■ **Task description**
Each line from the one containing "Tag blue and" through the end of the entries below must be output exactly; no other line belongs.

━━━━━ Records ━━━━━

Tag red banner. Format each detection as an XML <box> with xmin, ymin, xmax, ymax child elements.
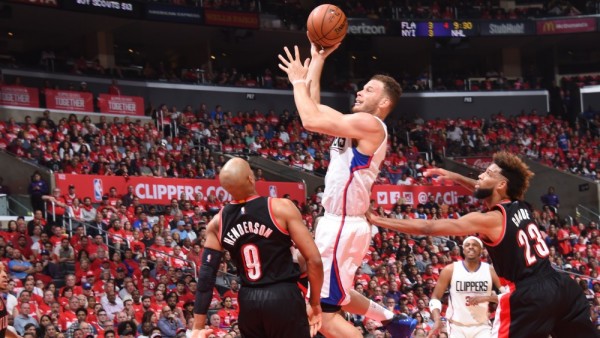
<box><xmin>537</xmin><ymin>18</ymin><xmax>596</xmax><ymax>35</ymax></box>
<box><xmin>204</xmin><ymin>9</ymin><xmax>259</xmax><ymax>29</ymax></box>
<box><xmin>455</xmin><ymin>156</ymin><xmax>493</xmax><ymax>171</ymax></box>
<box><xmin>0</xmin><ymin>86</ymin><xmax>39</xmax><ymax>108</ymax></box>
<box><xmin>54</xmin><ymin>174</ymin><xmax>306</xmax><ymax>205</ymax></box>
<box><xmin>45</xmin><ymin>89</ymin><xmax>93</xmax><ymax>112</ymax></box>
<box><xmin>9</xmin><ymin>0</ymin><xmax>59</xmax><ymax>7</ymax></box>
<box><xmin>98</xmin><ymin>94</ymin><xmax>144</xmax><ymax>116</ymax></box>
<box><xmin>371</xmin><ymin>185</ymin><xmax>474</xmax><ymax>210</ymax></box>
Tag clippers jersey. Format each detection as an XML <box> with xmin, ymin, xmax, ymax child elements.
<box><xmin>219</xmin><ymin>196</ymin><xmax>300</xmax><ymax>287</ymax></box>
<box><xmin>322</xmin><ymin>117</ymin><xmax>387</xmax><ymax>216</ymax></box>
<box><xmin>447</xmin><ymin>261</ymin><xmax>493</xmax><ymax>326</ymax></box>
<box><xmin>485</xmin><ymin>200</ymin><xmax>552</xmax><ymax>285</ymax></box>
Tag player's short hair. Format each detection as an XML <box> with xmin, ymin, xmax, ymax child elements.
<box><xmin>493</xmin><ymin>151</ymin><xmax>534</xmax><ymax>201</ymax></box>
<box><xmin>371</xmin><ymin>74</ymin><xmax>402</xmax><ymax>108</ymax></box>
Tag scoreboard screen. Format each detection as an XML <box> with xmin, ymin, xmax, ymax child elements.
<box><xmin>400</xmin><ymin>21</ymin><xmax>477</xmax><ymax>37</ymax></box>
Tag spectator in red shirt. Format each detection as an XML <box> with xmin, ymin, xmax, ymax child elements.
<box><xmin>58</xmin><ymin>296</ymin><xmax>80</xmax><ymax>331</ymax></box>
<box><xmin>217</xmin><ymin>296</ymin><xmax>239</xmax><ymax>329</ymax></box>
<box><xmin>557</xmin><ymin>222</ymin><xmax>573</xmax><ymax>256</ymax></box>
<box><xmin>108</xmin><ymin>79</ymin><xmax>121</xmax><ymax>95</ymax></box>
<box><xmin>42</xmin><ymin>188</ymin><xmax>68</xmax><ymax>226</ymax></box>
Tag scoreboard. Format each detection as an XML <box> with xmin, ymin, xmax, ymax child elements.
<box><xmin>400</xmin><ymin>21</ymin><xmax>478</xmax><ymax>37</ymax></box>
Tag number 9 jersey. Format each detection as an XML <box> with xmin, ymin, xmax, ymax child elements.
<box><xmin>219</xmin><ymin>196</ymin><xmax>300</xmax><ymax>286</ymax></box>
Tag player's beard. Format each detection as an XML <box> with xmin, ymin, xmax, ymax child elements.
<box><xmin>473</xmin><ymin>188</ymin><xmax>493</xmax><ymax>200</ymax></box>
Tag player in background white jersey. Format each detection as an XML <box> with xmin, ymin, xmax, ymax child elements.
<box><xmin>428</xmin><ymin>237</ymin><xmax>502</xmax><ymax>338</ymax></box>
<box><xmin>279</xmin><ymin>43</ymin><xmax>414</xmax><ymax>338</ymax></box>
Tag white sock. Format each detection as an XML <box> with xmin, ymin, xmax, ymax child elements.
<box><xmin>364</xmin><ymin>300</ymin><xmax>395</xmax><ymax>321</ymax></box>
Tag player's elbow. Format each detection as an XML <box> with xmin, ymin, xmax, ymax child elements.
<box><xmin>301</xmin><ymin>119</ymin><xmax>320</xmax><ymax>132</ymax></box>
<box><xmin>420</xmin><ymin>220</ymin><xmax>436</xmax><ymax>235</ymax></box>
<box><xmin>306</xmin><ymin>255</ymin><xmax>323</xmax><ymax>273</ymax></box>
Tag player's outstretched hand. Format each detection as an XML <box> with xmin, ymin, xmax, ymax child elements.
<box><xmin>278</xmin><ymin>45</ymin><xmax>310</xmax><ymax>84</ymax></box>
<box><xmin>308</xmin><ymin>32</ymin><xmax>340</xmax><ymax>59</ymax></box>
<box><xmin>190</xmin><ymin>328</ymin><xmax>213</xmax><ymax>338</ymax></box>
<box><xmin>307</xmin><ymin>303</ymin><xmax>322</xmax><ymax>337</ymax></box>
<box><xmin>423</xmin><ymin>167</ymin><xmax>451</xmax><ymax>179</ymax></box>
<box><xmin>365</xmin><ymin>210</ymin><xmax>380</xmax><ymax>226</ymax></box>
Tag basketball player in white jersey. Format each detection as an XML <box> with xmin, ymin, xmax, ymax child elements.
<box><xmin>279</xmin><ymin>44</ymin><xmax>415</xmax><ymax>338</ymax></box>
<box><xmin>428</xmin><ymin>237</ymin><xmax>502</xmax><ymax>338</ymax></box>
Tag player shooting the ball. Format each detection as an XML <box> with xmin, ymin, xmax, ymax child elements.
<box><xmin>278</xmin><ymin>39</ymin><xmax>415</xmax><ymax>338</ymax></box>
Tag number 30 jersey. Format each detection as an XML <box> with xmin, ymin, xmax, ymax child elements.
<box><xmin>219</xmin><ymin>196</ymin><xmax>300</xmax><ymax>286</ymax></box>
<box><xmin>484</xmin><ymin>200</ymin><xmax>552</xmax><ymax>285</ymax></box>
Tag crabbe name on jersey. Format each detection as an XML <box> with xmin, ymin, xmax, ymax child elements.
<box><xmin>511</xmin><ymin>207</ymin><xmax>531</xmax><ymax>227</ymax></box>
<box><xmin>223</xmin><ymin>221</ymin><xmax>273</xmax><ymax>246</ymax></box>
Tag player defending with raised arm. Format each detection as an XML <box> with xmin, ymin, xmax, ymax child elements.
<box><xmin>279</xmin><ymin>44</ymin><xmax>415</xmax><ymax>338</ymax></box>
<box><xmin>427</xmin><ymin>236</ymin><xmax>502</xmax><ymax>338</ymax></box>
<box><xmin>367</xmin><ymin>151</ymin><xmax>597</xmax><ymax>338</ymax></box>
<box><xmin>191</xmin><ymin>158</ymin><xmax>323</xmax><ymax>338</ymax></box>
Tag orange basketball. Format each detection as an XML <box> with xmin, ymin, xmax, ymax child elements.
<box><xmin>307</xmin><ymin>4</ymin><xmax>348</xmax><ymax>48</ymax></box>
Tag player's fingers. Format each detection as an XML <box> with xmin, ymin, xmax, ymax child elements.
<box><xmin>283</xmin><ymin>46</ymin><xmax>294</xmax><ymax>62</ymax></box>
<box><xmin>304</xmin><ymin>58</ymin><xmax>311</xmax><ymax>68</ymax></box>
<box><xmin>294</xmin><ymin>45</ymin><xmax>301</xmax><ymax>60</ymax></box>
<box><xmin>277</xmin><ymin>64</ymin><xmax>287</xmax><ymax>73</ymax></box>
<box><xmin>277</xmin><ymin>54</ymin><xmax>289</xmax><ymax>66</ymax></box>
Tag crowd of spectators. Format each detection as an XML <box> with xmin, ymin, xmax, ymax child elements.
<box><xmin>2</xmin><ymin>87</ymin><xmax>600</xmax><ymax>336</ymax></box>
<box><xmin>2</xmin><ymin>149</ymin><xmax>600</xmax><ymax>337</ymax></box>
<box><xmin>0</xmin><ymin>83</ymin><xmax>599</xmax><ymax>187</ymax></box>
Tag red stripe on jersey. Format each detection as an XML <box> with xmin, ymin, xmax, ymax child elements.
<box><xmin>332</xmin><ymin>214</ymin><xmax>347</xmax><ymax>305</ymax></box>
<box><xmin>484</xmin><ymin>203</ymin><xmax>508</xmax><ymax>247</ymax></box>
<box><xmin>216</xmin><ymin>209</ymin><xmax>224</xmax><ymax>243</ymax></box>
<box><xmin>498</xmin><ymin>291</ymin><xmax>512</xmax><ymax>338</ymax></box>
<box><xmin>268</xmin><ymin>198</ymin><xmax>289</xmax><ymax>235</ymax></box>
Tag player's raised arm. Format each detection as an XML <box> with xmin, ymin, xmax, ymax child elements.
<box><xmin>424</xmin><ymin>167</ymin><xmax>477</xmax><ymax>192</ymax></box>
<box><xmin>306</xmin><ymin>39</ymin><xmax>340</xmax><ymax>104</ymax></box>
<box><xmin>279</xmin><ymin>46</ymin><xmax>394</xmax><ymax>143</ymax></box>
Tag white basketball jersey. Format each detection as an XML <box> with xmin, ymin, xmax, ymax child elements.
<box><xmin>447</xmin><ymin>261</ymin><xmax>493</xmax><ymax>326</ymax></box>
<box><xmin>321</xmin><ymin>117</ymin><xmax>387</xmax><ymax>216</ymax></box>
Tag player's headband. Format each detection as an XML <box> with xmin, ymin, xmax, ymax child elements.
<box><xmin>463</xmin><ymin>236</ymin><xmax>483</xmax><ymax>248</ymax></box>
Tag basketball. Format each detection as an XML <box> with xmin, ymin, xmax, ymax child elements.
<box><xmin>306</xmin><ymin>4</ymin><xmax>348</xmax><ymax>48</ymax></box>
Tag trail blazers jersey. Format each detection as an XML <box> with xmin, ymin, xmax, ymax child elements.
<box><xmin>485</xmin><ymin>200</ymin><xmax>552</xmax><ymax>285</ymax></box>
<box><xmin>0</xmin><ymin>293</ymin><xmax>7</xmax><ymax>337</ymax></box>
<box><xmin>447</xmin><ymin>261</ymin><xmax>493</xmax><ymax>326</ymax></box>
<box><xmin>219</xmin><ymin>196</ymin><xmax>300</xmax><ymax>286</ymax></box>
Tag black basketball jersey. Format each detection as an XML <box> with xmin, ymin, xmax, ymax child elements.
<box><xmin>0</xmin><ymin>294</ymin><xmax>7</xmax><ymax>337</ymax></box>
<box><xmin>485</xmin><ymin>200</ymin><xmax>553</xmax><ymax>285</ymax></box>
<box><xmin>219</xmin><ymin>196</ymin><xmax>300</xmax><ymax>286</ymax></box>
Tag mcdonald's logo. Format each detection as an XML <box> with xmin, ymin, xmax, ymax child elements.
<box><xmin>542</xmin><ymin>21</ymin><xmax>555</xmax><ymax>32</ymax></box>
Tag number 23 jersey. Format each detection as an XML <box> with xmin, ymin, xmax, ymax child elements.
<box><xmin>485</xmin><ymin>200</ymin><xmax>552</xmax><ymax>285</ymax></box>
<box><xmin>219</xmin><ymin>196</ymin><xmax>300</xmax><ymax>286</ymax></box>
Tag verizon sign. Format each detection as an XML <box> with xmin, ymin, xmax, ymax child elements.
<box><xmin>347</xmin><ymin>18</ymin><xmax>389</xmax><ymax>35</ymax></box>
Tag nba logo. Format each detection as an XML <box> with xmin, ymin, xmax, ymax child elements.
<box><xmin>93</xmin><ymin>179</ymin><xmax>103</xmax><ymax>201</ymax></box>
<box><xmin>269</xmin><ymin>185</ymin><xmax>278</xmax><ymax>197</ymax></box>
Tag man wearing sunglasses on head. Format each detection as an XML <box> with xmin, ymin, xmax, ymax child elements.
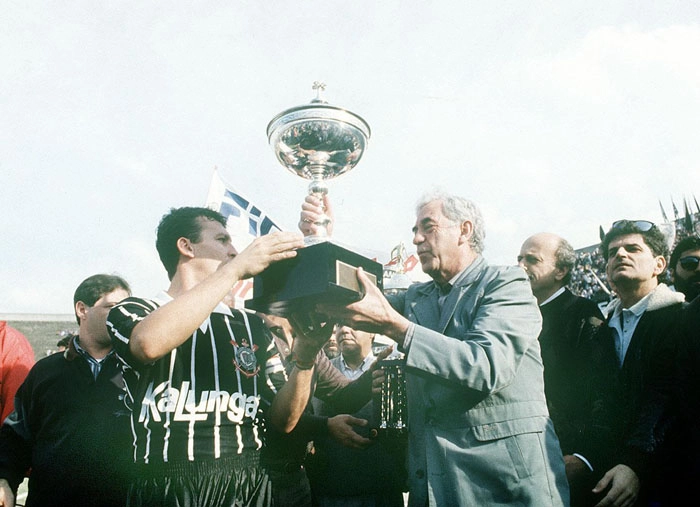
<box><xmin>589</xmin><ymin>220</ymin><xmax>685</xmax><ymax>507</ymax></box>
<box><xmin>669</xmin><ymin>236</ymin><xmax>700</xmax><ymax>302</ymax></box>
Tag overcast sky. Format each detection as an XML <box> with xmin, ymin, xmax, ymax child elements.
<box><xmin>2</xmin><ymin>1</ymin><xmax>699</xmax><ymax>315</ymax></box>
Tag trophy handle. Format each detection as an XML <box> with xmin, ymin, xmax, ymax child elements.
<box><xmin>305</xmin><ymin>172</ymin><xmax>331</xmax><ymax>245</ymax></box>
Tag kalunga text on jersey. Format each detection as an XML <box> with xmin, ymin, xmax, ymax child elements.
<box><xmin>139</xmin><ymin>380</ymin><xmax>260</xmax><ymax>424</ymax></box>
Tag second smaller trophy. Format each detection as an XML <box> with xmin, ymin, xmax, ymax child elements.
<box><xmin>371</xmin><ymin>358</ymin><xmax>408</xmax><ymax>440</ymax></box>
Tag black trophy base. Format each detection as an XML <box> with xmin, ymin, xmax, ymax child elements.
<box><xmin>244</xmin><ymin>241</ymin><xmax>383</xmax><ymax>317</ymax></box>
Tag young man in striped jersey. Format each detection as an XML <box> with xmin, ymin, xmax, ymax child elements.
<box><xmin>107</xmin><ymin>206</ymin><xmax>325</xmax><ymax>507</ymax></box>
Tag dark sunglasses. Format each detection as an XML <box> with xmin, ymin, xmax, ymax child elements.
<box><xmin>610</xmin><ymin>220</ymin><xmax>656</xmax><ymax>232</ymax></box>
<box><xmin>679</xmin><ymin>255</ymin><xmax>700</xmax><ymax>271</ymax></box>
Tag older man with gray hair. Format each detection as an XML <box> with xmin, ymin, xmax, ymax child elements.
<box><xmin>301</xmin><ymin>190</ymin><xmax>569</xmax><ymax>506</ymax></box>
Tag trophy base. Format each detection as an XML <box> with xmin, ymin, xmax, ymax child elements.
<box><xmin>244</xmin><ymin>241</ymin><xmax>383</xmax><ymax>317</ymax></box>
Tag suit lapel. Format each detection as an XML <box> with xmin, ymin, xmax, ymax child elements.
<box><xmin>437</xmin><ymin>256</ymin><xmax>486</xmax><ymax>332</ymax></box>
<box><xmin>437</xmin><ymin>285</ymin><xmax>466</xmax><ymax>332</ymax></box>
<box><xmin>409</xmin><ymin>256</ymin><xmax>486</xmax><ymax>332</ymax></box>
<box><xmin>410</xmin><ymin>284</ymin><xmax>440</xmax><ymax>328</ymax></box>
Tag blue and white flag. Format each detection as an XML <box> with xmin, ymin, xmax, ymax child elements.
<box><xmin>206</xmin><ymin>169</ymin><xmax>282</xmax><ymax>307</ymax></box>
<box><xmin>206</xmin><ymin>169</ymin><xmax>282</xmax><ymax>252</ymax></box>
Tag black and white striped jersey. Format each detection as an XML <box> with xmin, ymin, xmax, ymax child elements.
<box><xmin>107</xmin><ymin>292</ymin><xmax>287</xmax><ymax>465</ymax></box>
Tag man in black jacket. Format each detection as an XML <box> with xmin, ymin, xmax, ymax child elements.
<box><xmin>518</xmin><ymin>233</ymin><xmax>609</xmax><ymax>505</ymax></box>
<box><xmin>671</xmin><ymin>295</ymin><xmax>700</xmax><ymax>505</ymax></box>
<box><xmin>0</xmin><ymin>274</ymin><xmax>132</xmax><ymax>507</ymax></box>
<box><xmin>591</xmin><ymin>220</ymin><xmax>685</xmax><ymax>506</ymax></box>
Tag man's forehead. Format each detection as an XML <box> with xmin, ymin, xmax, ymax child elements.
<box><xmin>198</xmin><ymin>217</ymin><xmax>226</xmax><ymax>232</ymax></box>
<box><xmin>608</xmin><ymin>233</ymin><xmax>646</xmax><ymax>247</ymax></box>
<box><xmin>415</xmin><ymin>201</ymin><xmax>445</xmax><ymax>222</ymax></box>
<box><xmin>521</xmin><ymin>237</ymin><xmax>556</xmax><ymax>257</ymax></box>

━━━━━

■ **Task result**
Tag blue and white flag. Format each detection as an XML <box> with xmin, ymin, xmax, ymax child elements.
<box><xmin>206</xmin><ymin>169</ymin><xmax>282</xmax><ymax>307</ymax></box>
<box><xmin>206</xmin><ymin>169</ymin><xmax>282</xmax><ymax>252</ymax></box>
Tag black and white striped jersey. Format each detection as an XML <box> with xmin, ymin, xmax, ymax child elements.
<box><xmin>107</xmin><ymin>292</ymin><xmax>287</xmax><ymax>465</ymax></box>
Tag man in black jacket. Format each detection as an XML <box> with xmin, ymin, xmax, ymax child elements.
<box><xmin>518</xmin><ymin>233</ymin><xmax>609</xmax><ymax>505</ymax></box>
<box><xmin>671</xmin><ymin>295</ymin><xmax>700</xmax><ymax>505</ymax></box>
<box><xmin>0</xmin><ymin>274</ymin><xmax>132</xmax><ymax>507</ymax></box>
<box><xmin>591</xmin><ymin>220</ymin><xmax>685</xmax><ymax>506</ymax></box>
Tag man's forehead. Format each detection as an XML <box> with xmin, ymin, xmax, ymax child elements.
<box><xmin>198</xmin><ymin>217</ymin><xmax>226</xmax><ymax>232</ymax></box>
<box><xmin>608</xmin><ymin>233</ymin><xmax>646</xmax><ymax>247</ymax></box>
<box><xmin>415</xmin><ymin>201</ymin><xmax>445</xmax><ymax>222</ymax></box>
<box><xmin>521</xmin><ymin>237</ymin><xmax>556</xmax><ymax>257</ymax></box>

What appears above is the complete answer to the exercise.